- DIRECTIONS: Rewrite every item below as a numbered list of its lines, leaving out any blank lines.

- STORED RECORDS:
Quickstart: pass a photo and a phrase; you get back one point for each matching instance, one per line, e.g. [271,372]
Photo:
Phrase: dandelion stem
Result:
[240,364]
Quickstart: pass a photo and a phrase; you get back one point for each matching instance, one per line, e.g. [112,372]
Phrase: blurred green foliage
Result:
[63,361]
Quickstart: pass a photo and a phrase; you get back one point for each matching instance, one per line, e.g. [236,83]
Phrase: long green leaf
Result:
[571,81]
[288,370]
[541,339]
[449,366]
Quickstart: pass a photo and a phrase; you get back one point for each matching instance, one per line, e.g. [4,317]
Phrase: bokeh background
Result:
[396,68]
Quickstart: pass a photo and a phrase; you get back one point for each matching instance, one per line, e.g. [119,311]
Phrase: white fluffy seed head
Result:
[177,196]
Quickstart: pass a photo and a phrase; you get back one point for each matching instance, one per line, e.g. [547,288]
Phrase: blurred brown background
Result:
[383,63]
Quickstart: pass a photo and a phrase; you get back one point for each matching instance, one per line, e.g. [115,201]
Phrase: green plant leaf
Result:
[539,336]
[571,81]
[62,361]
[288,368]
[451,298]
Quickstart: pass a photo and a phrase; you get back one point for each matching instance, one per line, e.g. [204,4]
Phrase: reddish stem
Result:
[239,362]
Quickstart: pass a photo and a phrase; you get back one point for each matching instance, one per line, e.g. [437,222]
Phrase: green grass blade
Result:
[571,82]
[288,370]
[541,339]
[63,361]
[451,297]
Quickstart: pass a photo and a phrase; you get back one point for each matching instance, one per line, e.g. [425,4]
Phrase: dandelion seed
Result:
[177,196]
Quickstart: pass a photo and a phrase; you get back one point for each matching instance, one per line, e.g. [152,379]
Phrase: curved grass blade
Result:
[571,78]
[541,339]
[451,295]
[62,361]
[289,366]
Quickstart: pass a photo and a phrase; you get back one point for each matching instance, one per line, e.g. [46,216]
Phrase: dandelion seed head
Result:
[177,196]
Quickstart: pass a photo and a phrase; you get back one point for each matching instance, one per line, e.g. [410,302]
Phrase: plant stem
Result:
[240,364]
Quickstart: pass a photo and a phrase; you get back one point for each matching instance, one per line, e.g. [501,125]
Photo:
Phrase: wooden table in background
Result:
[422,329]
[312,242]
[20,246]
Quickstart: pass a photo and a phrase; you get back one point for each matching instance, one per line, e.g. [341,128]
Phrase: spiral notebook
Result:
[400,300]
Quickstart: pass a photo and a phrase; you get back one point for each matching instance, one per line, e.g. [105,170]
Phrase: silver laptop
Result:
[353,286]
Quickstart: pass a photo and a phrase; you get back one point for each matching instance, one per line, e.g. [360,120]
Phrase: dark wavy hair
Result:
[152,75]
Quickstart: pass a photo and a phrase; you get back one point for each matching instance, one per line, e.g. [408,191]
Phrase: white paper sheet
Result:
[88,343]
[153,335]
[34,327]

- EXERCISE ANSWER:
1. Quickstart: pass a photo and a phrase; you get back one point for each matching instance, one per line, e.g. [271,372]
2. Photo:
3. Phrase: dandelion stem
4. Result:
5. [240,364]
6. Quickstart: pass a photo and a phrase; you get back one point for each matching instance, one per line, e.g. [112,372]
7. Phrase: blurred green foliage
8. Result:
9. [63,361]
10. Quickstart: pass a photo and a phrase; you get back one point for each matching instance, one per line, e.g. [236,83]
11. Phrase: long green leaf
12. Result:
13. [571,81]
14. [288,370]
15. [541,339]
16. [449,366]
17. Quickstart: pass a photo and a phrase; you get back one point for each matching instance, one per line, e.g. [4,317]
18. Phrase: bokeh background
19. Result:
20. [396,68]
21. Quickstart: pass a photo and a phrase; you get back one point for each matching instance, one per line, e.g. [119,311]
22. Phrase: white fluffy seed head
23. Result:
24. [177,196]
25. Quickstart: pass a photo and a phrase; you get back one point for each matching instance, one per line, e.g. [547,288]
26. Phrase: blurred brown background
27. Result:
28. [383,63]
29. Quickstart: pass a photo and a phrase; you get back one point for each matching instance, one per line, e.g. [115,201]
30. Phrase: green plant leaf
31. Result:
32. [539,336]
33. [571,81]
34. [62,361]
35. [288,368]
36. [451,298]
37. Quickstart: pass a photo and a phrase; you get back one point for each matching instance, one per line, e.g. [204,4]
38. Phrase: reddish stem
39. Result:
40. [239,362]
41. Quickstart: pass a photo and a phrase; you get back one point for each matching instance, one per line, e.g. [437,222]
42. Phrase: green grass blade
43. Result:
44. [571,82]
45. [288,370]
46. [541,339]
47. [63,361]
48. [451,297]
49. Quickstart: pass a photo and a phrase; you get back one point for each matching instance, one per line, e.g. [425,4]
50. Phrase: dandelion seed
51. Result:
52. [177,196]
53. Quickstart: pass a photo and a phrase; you get back one point for each matching instance, one per line, e.g. [152,379]
54. Phrase: curved grass blade
55. Result:
56. [571,78]
57. [541,339]
58. [451,295]
59. [62,361]
60. [289,366]
61. Quickstart: pass a photo and a phrase; you get back one point for each matching instance, one per line, e.g. [46,216]
62. Phrase: dandelion seed head
63. Result:
64. [177,196]
65. Quickstart: pass a photo and a phrase; you get back one point for each matching instance, one per line, e.g. [410,302]
66. Phrase: plant stem
67. Result:
68. [240,364]
69. Quickstart: pass a photo and a phrase; you get back one point for each matching instance, one per line, e.g. [501,125]
70. Photo:
71. Phrase: wooden table in background
72. Result:
73. [422,329]
74. [312,242]
75. [20,246]
76. Quickstart: pass a photo and a phrase; you get back one point for each matching instance, one per line, e.g. [341,128]
77. Phrase: spiral notebook
78. Result:
79. [400,300]
80. Quickstart: pass a photo and a phrase; you get back one point for each matching instance, one per line, e.g. [105,170]
81. Phrase: silver laptop
82. Result:
83. [353,286]
84. Quickstart: pass a photo and a phrase; you get back one point for each matching instance, one per line, e.g. [360,120]
85. Phrase: dark wavy hair
86. Result:
87. [152,75]
88. Quickstart: pass a photo and a phrase; you get back one point for each matching instance, one per line, e.g. [408,191]
89. Phrase: white paper sheet
90. Result:
91. [88,343]
92. [153,335]
93. [34,327]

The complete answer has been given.